The industry is dominated by four huge poultry companies—Tyson, Pilgrim’s, Sanderson Farms, and Perdue—who control the lives of chicken farmers living at or below the poverty line.

Ninety-seven percent of chicken is produced on contract farms, where farmers pay for the land and equipment, while companies just provide the chickens ... and a lot of rules about how they have to be raised (i.e. without fresh air or sunlight.)

Although the growers technically own their facilities and equipment, the companies force them to pay for upgrades that sometimes cost more than their original buildings, and they typically have to take out loans for all that stuff. If the farmers say no? Well, no more chickens.

But it’s actually more subtle and ruthless than that: Growers all compete in a tournament with other farms in their area, and companies punish the losers with heavy financial penalties. They can also retaliate against complainers or weaker performers by providing them with lower-quality chicks, guaranteeing that they lose future tournaments (and risk losing their farms altogether).

:: WHAT TO PRODUCE ::
Copy the stretch of the poultry industry text from "The industry is" through "air or sunlight.)", word for word.

:: MATERIAL SHOWN ::
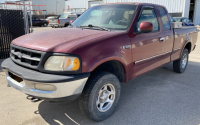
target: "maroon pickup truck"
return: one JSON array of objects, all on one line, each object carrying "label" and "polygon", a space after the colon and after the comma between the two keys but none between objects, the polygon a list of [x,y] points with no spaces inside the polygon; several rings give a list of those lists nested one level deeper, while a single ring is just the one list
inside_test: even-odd
[{"label": "maroon pickup truck", "polygon": [[15,39],[2,63],[8,86],[33,101],[79,98],[95,121],[113,114],[120,83],[166,63],[183,73],[197,29],[174,28],[165,7],[115,3],[91,7],[70,27]]}]

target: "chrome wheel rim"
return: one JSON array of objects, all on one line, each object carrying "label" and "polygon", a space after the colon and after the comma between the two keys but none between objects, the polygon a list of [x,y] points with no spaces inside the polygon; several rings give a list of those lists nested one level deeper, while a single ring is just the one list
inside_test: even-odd
[{"label": "chrome wheel rim", "polygon": [[187,65],[187,54],[185,54],[183,56],[183,59],[182,59],[182,68],[185,68]]},{"label": "chrome wheel rim", "polygon": [[100,112],[108,111],[115,101],[115,87],[112,84],[104,85],[97,96],[96,106]]}]

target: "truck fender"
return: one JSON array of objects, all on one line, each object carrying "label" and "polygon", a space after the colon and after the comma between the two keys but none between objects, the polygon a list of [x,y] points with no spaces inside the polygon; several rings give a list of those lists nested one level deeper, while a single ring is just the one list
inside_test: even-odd
[{"label": "truck fender", "polygon": [[[124,68],[124,73],[127,74],[128,73],[128,64],[126,63],[125,60],[123,60],[122,58],[118,57],[118,56],[112,56],[112,57],[106,57],[103,58],[101,60],[99,60],[98,62],[96,62],[93,66],[91,66],[88,70],[88,72],[92,72],[94,71],[98,66],[100,66],[101,64],[105,63],[105,62],[109,62],[109,61],[118,61],[119,63],[122,64],[123,68]],[[125,81],[127,81],[127,75],[125,78]]]},{"label": "truck fender", "polygon": [[[191,52],[191,50],[192,50],[192,42],[190,42],[190,40],[188,40],[188,41],[186,41],[185,44],[183,45],[183,48],[182,48],[182,50],[181,50],[181,54],[183,53],[183,51],[184,51],[184,49],[185,49],[185,47],[186,47],[186,45],[187,45],[188,43],[191,44],[191,48],[190,48],[190,50],[188,50],[189,53]],[[180,55],[180,56],[181,56],[181,55]]]}]

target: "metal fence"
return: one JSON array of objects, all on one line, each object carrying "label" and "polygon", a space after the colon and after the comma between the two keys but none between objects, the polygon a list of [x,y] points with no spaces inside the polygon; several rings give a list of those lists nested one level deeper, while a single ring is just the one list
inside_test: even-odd
[{"label": "metal fence", "polygon": [[9,57],[10,43],[24,34],[23,12],[0,9],[0,59]]}]

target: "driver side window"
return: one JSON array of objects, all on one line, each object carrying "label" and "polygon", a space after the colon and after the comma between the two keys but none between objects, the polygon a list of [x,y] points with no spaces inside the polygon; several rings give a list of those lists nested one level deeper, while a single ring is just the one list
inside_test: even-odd
[{"label": "driver side window", "polygon": [[159,24],[157,20],[157,16],[153,8],[145,8],[142,10],[142,13],[139,17],[138,22],[135,25],[135,32],[138,32],[138,28],[142,22],[150,22],[153,24],[153,31],[159,30]]}]

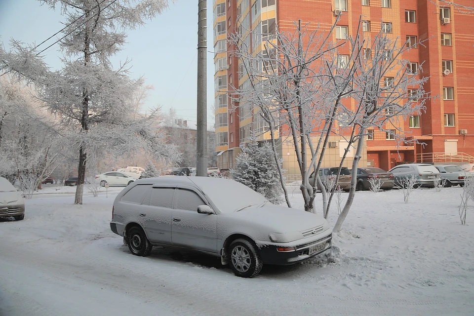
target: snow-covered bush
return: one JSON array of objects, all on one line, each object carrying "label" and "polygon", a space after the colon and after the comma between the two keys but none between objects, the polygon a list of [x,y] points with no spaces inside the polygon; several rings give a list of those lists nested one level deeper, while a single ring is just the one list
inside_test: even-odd
[{"label": "snow-covered bush", "polygon": [[370,191],[377,193],[382,187],[382,181],[379,178],[369,178],[369,183],[370,184]]},{"label": "snow-covered bush", "polygon": [[[280,160],[279,163],[281,163]],[[282,201],[281,188],[273,152],[267,143],[250,143],[236,158],[232,178],[265,196],[272,203]]]},{"label": "snow-covered bush", "polygon": [[160,172],[157,169],[155,165],[151,162],[148,162],[147,166],[145,167],[145,171],[142,172],[142,176],[140,178],[155,178],[159,176]]}]

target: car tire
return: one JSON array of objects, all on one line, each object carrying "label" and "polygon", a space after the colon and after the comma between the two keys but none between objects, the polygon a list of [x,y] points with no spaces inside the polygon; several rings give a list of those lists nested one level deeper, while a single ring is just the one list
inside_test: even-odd
[{"label": "car tire", "polygon": [[21,215],[18,215],[16,216],[13,216],[13,218],[15,219],[15,221],[21,221],[25,218],[25,214],[22,214]]},{"label": "car tire", "polygon": [[140,227],[133,226],[127,232],[127,243],[130,252],[136,256],[146,257],[152,252],[153,246]]},{"label": "car tire", "polygon": [[236,239],[229,247],[229,264],[234,274],[241,277],[253,277],[263,266],[257,247],[250,240]]}]

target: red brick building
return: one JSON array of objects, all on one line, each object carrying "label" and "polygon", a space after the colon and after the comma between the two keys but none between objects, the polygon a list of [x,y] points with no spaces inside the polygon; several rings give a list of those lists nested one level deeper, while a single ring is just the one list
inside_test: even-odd
[{"label": "red brick building", "polygon": [[[456,3],[474,6],[473,0]],[[215,0],[216,151],[231,166],[249,131],[259,128],[252,111],[233,104],[232,93],[224,92],[246,81],[239,75],[238,61],[229,52],[236,49],[227,41],[229,34],[240,26],[260,34],[276,26],[280,31],[292,32],[299,19],[311,22],[310,30],[318,25],[329,30],[341,11],[335,41],[342,33],[356,33],[361,15],[366,35],[374,37],[381,27],[387,28],[387,33],[399,39],[399,42],[425,41],[402,58],[414,66],[422,65],[422,76],[429,77],[425,91],[439,96],[428,101],[425,114],[404,122],[406,138],[424,146],[397,147],[385,132],[374,130],[368,137],[361,164],[389,169],[402,162],[474,162],[474,12],[464,11],[439,0]],[[239,25],[236,25],[237,16]],[[258,53],[261,48],[252,42],[255,38],[249,38],[250,47]],[[287,158],[285,150],[281,154]],[[332,160],[328,163],[333,164]]]}]

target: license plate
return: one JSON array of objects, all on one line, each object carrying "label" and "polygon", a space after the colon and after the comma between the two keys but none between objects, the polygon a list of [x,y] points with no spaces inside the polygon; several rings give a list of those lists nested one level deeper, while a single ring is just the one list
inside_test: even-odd
[{"label": "license plate", "polygon": [[308,254],[310,255],[312,255],[315,252],[317,252],[320,250],[322,250],[322,249],[324,249],[324,248],[325,247],[326,247],[325,241],[324,241],[324,242],[321,242],[321,243],[318,243],[316,245],[315,245],[314,246],[311,246],[311,247],[310,247],[310,249],[308,252]]}]

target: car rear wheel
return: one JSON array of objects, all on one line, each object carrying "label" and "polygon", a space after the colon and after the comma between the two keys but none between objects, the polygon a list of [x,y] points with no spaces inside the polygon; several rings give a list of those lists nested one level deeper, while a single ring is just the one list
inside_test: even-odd
[{"label": "car rear wheel", "polygon": [[130,252],[136,256],[146,257],[152,252],[152,244],[140,227],[134,226],[127,233],[127,243]]},{"label": "car rear wheel", "polygon": [[257,247],[248,239],[236,239],[229,247],[231,268],[234,274],[242,277],[253,277],[262,270],[263,262]]},{"label": "car rear wheel", "polygon": [[17,216],[13,216],[13,218],[15,219],[15,221],[21,221],[25,218],[25,214],[18,215]]}]

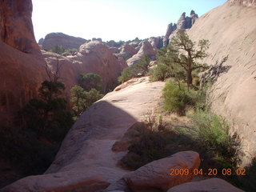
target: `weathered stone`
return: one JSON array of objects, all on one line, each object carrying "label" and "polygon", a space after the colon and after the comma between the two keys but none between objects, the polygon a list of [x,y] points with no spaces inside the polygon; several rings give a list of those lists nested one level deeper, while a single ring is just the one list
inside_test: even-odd
[{"label": "weathered stone", "polygon": [[228,0],[227,2],[230,6],[236,5],[247,7],[256,7],[255,0]]},{"label": "weathered stone", "polygon": [[231,134],[241,139],[245,166],[256,155],[256,26],[252,25],[256,11],[230,2],[202,15],[188,34],[194,42],[210,41],[210,56],[202,62],[215,66],[224,61],[210,101],[212,110],[229,122]]},{"label": "weathered stone", "polygon": [[25,53],[39,53],[31,20],[31,0],[1,1],[0,39]]},{"label": "weathered stone", "polygon": [[192,180],[193,175],[170,175],[170,170],[189,169],[200,166],[199,154],[194,151],[183,151],[154,161],[122,177],[132,191],[166,191],[170,187]]},{"label": "weathered stone", "polygon": [[42,42],[42,47],[50,50],[58,45],[63,46],[66,50],[78,49],[81,45],[88,42],[84,38],[75,38],[62,33],[51,33],[46,36]]},{"label": "weathered stone", "polygon": [[244,192],[220,178],[186,182],[170,188],[167,192]]},{"label": "weathered stone", "polygon": [[156,58],[156,51],[153,49],[153,46],[148,41],[142,41],[141,42],[141,48],[138,53],[126,61],[128,66],[130,66],[138,63],[143,55],[147,55],[151,60]]},{"label": "weathered stone", "polygon": [[44,174],[22,178],[1,192],[90,192],[117,182],[129,171],[117,166],[126,153],[112,151],[112,146],[155,108],[163,86],[164,82],[142,78],[107,94],[74,123]]},{"label": "weathered stone", "polygon": [[166,46],[169,44],[169,36],[177,29],[177,26],[174,23],[173,25],[173,23],[170,23],[168,25],[167,30],[166,30],[166,35],[163,38],[163,46]]},{"label": "weathered stone", "polygon": [[129,44],[123,44],[121,47],[121,51],[120,51],[120,54],[122,56],[126,56],[126,57],[132,57],[133,55],[134,55],[135,54],[137,54],[137,50],[135,50],[135,48]]}]

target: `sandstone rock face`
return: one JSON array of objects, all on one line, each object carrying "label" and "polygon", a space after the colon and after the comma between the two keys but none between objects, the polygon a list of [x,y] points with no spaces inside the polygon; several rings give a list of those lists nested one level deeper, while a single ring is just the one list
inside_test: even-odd
[{"label": "sandstone rock face", "polygon": [[194,151],[177,153],[170,158],[154,161],[126,174],[122,179],[132,191],[166,191],[170,187],[192,180],[193,176],[169,175],[170,169],[198,169],[199,154]]},{"label": "sandstone rock face", "polygon": [[243,192],[220,178],[184,183],[170,188],[167,192]]},{"label": "sandstone rock face", "polygon": [[106,44],[110,47],[117,47],[117,48],[118,48],[120,46],[120,44],[116,42],[114,40],[110,40],[110,41],[107,42]]},{"label": "sandstone rock face", "polygon": [[231,6],[242,6],[247,7],[256,7],[255,0],[228,0],[228,3]]},{"label": "sandstone rock face", "polygon": [[150,38],[149,42],[155,50],[161,49],[163,46],[163,38],[161,37]]},{"label": "sandstone rock face", "polygon": [[129,171],[117,166],[126,152],[112,151],[114,143],[156,108],[163,86],[142,78],[109,93],[75,122],[45,174],[22,178],[2,192],[90,192],[114,183]]},{"label": "sandstone rock face", "polygon": [[132,57],[134,54],[137,54],[135,48],[129,44],[125,43],[121,47],[120,54],[122,56]]},{"label": "sandstone rock face", "polygon": [[128,66],[130,66],[137,63],[144,54],[146,54],[151,60],[154,60],[156,58],[156,51],[148,41],[142,42],[141,48],[138,53],[126,61]]},{"label": "sandstone rock face", "polygon": [[186,17],[186,13],[184,12],[177,22],[177,29],[186,30],[191,28],[197,18],[198,18],[198,16],[194,10],[191,10],[190,17]]},{"label": "sandstone rock face", "polygon": [[[94,41],[82,45],[77,55],[62,57],[50,52],[42,51],[43,56],[54,69],[57,58],[62,66],[62,80],[69,90],[77,84],[77,78],[81,74],[94,73],[103,80],[102,90],[114,88],[118,85],[118,78],[127,64],[122,59],[116,58],[111,50],[103,43]],[[67,94],[67,96],[68,94]]]},{"label": "sandstone rock face", "polygon": [[0,37],[9,46],[25,53],[39,53],[31,20],[31,0],[1,1]]},{"label": "sandstone rock face", "polygon": [[177,26],[174,23],[173,25],[173,23],[170,23],[168,25],[167,30],[166,30],[166,35],[163,38],[163,46],[166,46],[169,44],[169,36],[177,29]]},{"label": "sandstone rock face", "polygon": [[188,31],[193,41],[210,41],[210,56],[204,62],[222,62],[227,69],[212,87],[211,105],[229,122],[232,133],[239,135],[244,164],[256,155],[255,20],[254,8],[227,2],[202,15]]},{"label": "sandstone rock face", "polygon": [[178,21],[177,25],[174,23],[170,23],[167,27],[166,35],[163,38],[163,46],[167,46],[171,40],[171,38],[175,35],[177,30],[186,30],[192,27],[195,21],[198,18],[198,15],[195,14],[194,10],[191,10],[190,17],[186,17],[184,12]]},{"label": "sandstone rock face", "polygon": [[62,33],[51,33],[46,36],[42,42],[42,48],[50,50],[53,46],[62,46],[65,49],[78,49],[81,45],[89,42],[82,38],[75,38]]},{"label": "sandstone rock face", "polygon": [[44,66],[38,54],[25,54],[0,41],[0,129],[10,126],[17,111],[37,97],[46,77]]}]

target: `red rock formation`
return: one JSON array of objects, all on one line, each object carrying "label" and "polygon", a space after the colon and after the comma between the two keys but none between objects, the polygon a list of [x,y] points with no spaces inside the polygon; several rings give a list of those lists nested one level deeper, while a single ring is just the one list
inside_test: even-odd
[{"label": "red rock formation", "polygon": [[51,33],[47,34],[41,43],[42,49],[47,50],[56,45],[62,46],[65,49],[78,49],[81,45],[88,42],[90,41],[62,33]]},{"label": "red rock formation", "polygon": [[34,35],[31,15],[31,0],[1,0],[1,40],[25,53],[39,50]]},{"label": "red rock formation", "polygon": [[256,1],[255,0],[228,0],[228,4],[233,6],[242,6],[248,7],[256,7]]}]

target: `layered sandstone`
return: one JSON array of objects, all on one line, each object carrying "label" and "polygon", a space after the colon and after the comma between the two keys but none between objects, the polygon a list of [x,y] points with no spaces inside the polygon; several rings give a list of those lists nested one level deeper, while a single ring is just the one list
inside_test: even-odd
[{"label": "layered sandstone", "polygon": [[54,46],[62,46],[66,50],[78,49],[81,45],[88,42],[82,38],[75,38],[62,33],[51,33],[46,36],[43,41],[41,41],[42,48],[50,50]]},{"label": "layered sandstone", "polygon": [[1,41],[25,53],[39,52],[34,35],[32,9],[31,0],[1,1]]},{"label": "layered sandstone", "polygon": [[228,1],[202,15],[189,30],[193,41],[208,39],[208,65],[221,66],[210,91],[214,111],[230,123],[242,141],[247,163],[256,155],[255,8]]}]

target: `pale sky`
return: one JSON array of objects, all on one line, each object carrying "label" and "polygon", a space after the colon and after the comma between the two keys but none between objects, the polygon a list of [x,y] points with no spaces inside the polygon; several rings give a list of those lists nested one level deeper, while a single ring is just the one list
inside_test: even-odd
[{"label": "pale sky", "polygon": [[162,36],[183,12],[198,16],[226,0],[32,0],[37,41],[52,32],[85,39],[132,40]]}]

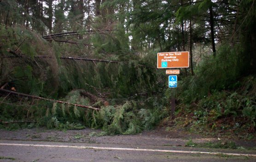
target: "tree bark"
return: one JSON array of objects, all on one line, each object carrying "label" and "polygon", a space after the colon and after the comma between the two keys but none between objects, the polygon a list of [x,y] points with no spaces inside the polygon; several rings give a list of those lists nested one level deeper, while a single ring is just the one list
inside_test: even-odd
[{"label": "tree bark", "polygon": [[74,105],[74,106],[78,106],[78,107],[83,107],[83,108],[90,109],[93,109],[93,110],[100,110],[100,109],[99,109],[99,108],[93,108],[93,107],[89,107],[89,106],[84,106],[84,105],[82,105],[79,104],[72,104],[72,103],[69,103],[69,102],[64,102],[64,101],[61,101],[55,100],[53,100],[53,99],[45,98],[43,98],[42,97],[38,97],[38,96],[32,96],[32,95],[29,95],[29,94],[26,94],[19,93],[17,93],[17,92],[13,92],[13,91],[9,91],[9,90],[4,89],[0,89],[0,91],[2,91],[2,92],[6,92],[6,93],[12,93],[12,94],[17,94],[17,95],[28,97],[29,97],[29,98],[33,98],[40,99],[43,100],[46,100],[46,101],[52,101],[52,102],[58,102],[58,103],[60,103],[60,104],[71,104],[71,105]]},{"label": "tree bark", "polygon": [[100,102],[105,106],[108,106],[109,103],[108,101],[105,100],[103,98],[97,97],[88,92],[86,92],[83,90],[81,90],[79,92],[81,95],[88,97],[89,98],[93,100],[93,102]]},{"label": "tree bark", "polygon": [[214,40],[214,20],[213,20],[213,14],[212,12],[212,6],[211,5],[209,8],[210,12],[210,28],[211,29],[211,44],[212,46],[212,52],[213,56],[216,56],[216,49],[215,49],[215,41]]}]

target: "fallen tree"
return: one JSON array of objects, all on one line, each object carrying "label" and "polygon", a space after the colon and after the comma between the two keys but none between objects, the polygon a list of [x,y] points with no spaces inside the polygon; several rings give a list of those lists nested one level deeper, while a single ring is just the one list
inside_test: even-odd
[{"label": "fallen tree", "polygon": [[79,91],[79,93],[80,94],[82,95],[83,96],[86,96],[88,97],[89,98],[93,100],[93,102],[100,102],[102,104],[103,104],[105,106],[108,106],[109,105],[109,103],[108,101],[105,100],[104,99],[97,97],[88,92],[86,92],[84,90],[80,90]]},{"label": "fallen tree", "polygon": [[46,101],[52,101],[52,102],[57,102],[58,103],[72,105],[74,105],[74,106],[78,106],[78,107],[83,107],[83,108],[87,108],[87,109],[93,109],[93,110],[101,110],[100,109],[96,108],[94,108],[94,107],[89,107],[89,106],[84,106],[84,105],[82,105],[79,104],[73,104],[73,103],[69,103],[69,102],[64,102],[64,101],[61,101],[55,100],[53,100],[53,99],[45,98],[38,97],[38,96],[32,96],[32,95],[29,95],[29,94],[19,93],[17,93],[17,92],[16,92],[9,91],[9,90],[4,89],[0,89],[0,91],[2,91],[2,92],[6,92],[6,93],[12,93],[12,94],[17,94],[17,95],[18,95],[25,96],[25,97],[29,97],[29,98],[37,98],[37,99],[44,100],[46,100]]}]

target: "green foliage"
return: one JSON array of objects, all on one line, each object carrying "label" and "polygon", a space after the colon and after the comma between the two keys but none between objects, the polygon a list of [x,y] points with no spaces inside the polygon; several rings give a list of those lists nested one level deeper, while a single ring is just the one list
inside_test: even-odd
[{"label": "green foliage", "polygon": [[[88,105],[89,102],[79,92],[71,91],[66,96],[66,101]],[[6,127],[4,124],[0,123],[0,128],[13,130],[33,126],[46,126],[49,129],[65,130],[89,127],[102,128],[105,131],[105,134],[131,134],[153,128],[163,116],[162,105],[153,98],[142,102],[146,104],[142,104],[141,102],[126,101],[115,106],[102,106],[100,111],[57,102],[37,101],[36,103],[30,105],[30,103],[27,102],[27,105],[23,104],[20,106],[8,104],[7,102],[7,104],[2,104],[2,106],[0,107],[0,113],[2,114],[1,121],[23,120],[37,122],[34,125],[9,123]],[[141,107],[143,108],[139,108]],[[25,119],[28,117],[29,118]]]}]

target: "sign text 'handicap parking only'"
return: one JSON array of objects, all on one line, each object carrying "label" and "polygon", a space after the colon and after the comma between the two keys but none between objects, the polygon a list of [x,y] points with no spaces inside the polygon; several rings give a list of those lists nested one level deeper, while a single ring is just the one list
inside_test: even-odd
[{"label": "sign text 'handicap parking only'", "polygon": [[169,76],[169,87],[175,88],[177,87],[177,75]]},{"label": "sign text 'handicap parking only'", "polygon": [[166,68],[167,67],[167,62],[162,62],[162,67]]}]

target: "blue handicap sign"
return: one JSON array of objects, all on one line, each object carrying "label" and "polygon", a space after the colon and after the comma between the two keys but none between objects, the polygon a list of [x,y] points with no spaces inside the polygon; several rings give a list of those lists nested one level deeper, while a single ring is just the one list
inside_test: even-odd
[{"label": "blue handicap sign", "polygon": [[162,62],[162,67],[165,68],[167,67],[167,62]]},{"label": "blue handicap sign", "polygon": [[177,75],[169,76],[169,87],[175,88],[177,87]]}]

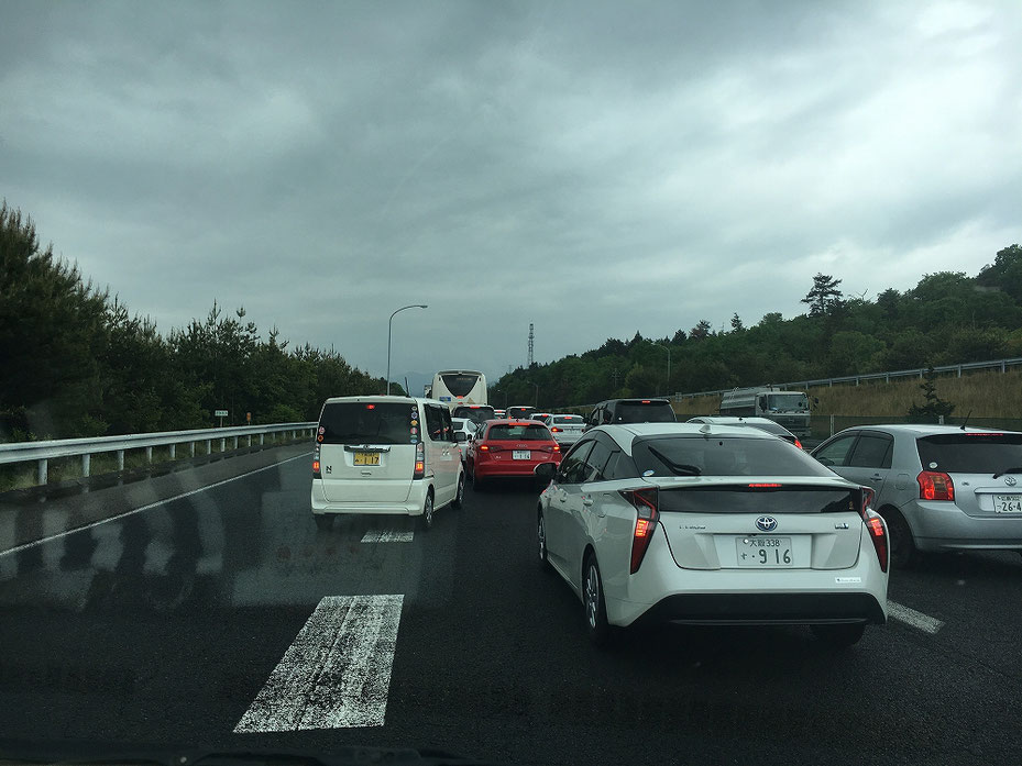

:: RESPONSE TO THE TASK ::
The industry is dominated by four huge poultry companies—Tyson, Pilgrim’s, Sanderson Farms, and Perdue—who control the lives of chicken farmers living at or below the poverty line.

Ninety-seven percent of chicken is produced on contract farms, where farmers pay for the land and equipment, while companies just provide the chickens ... and a lot of rules about how they have to be raised (i.e. without fresh air or sunlight.)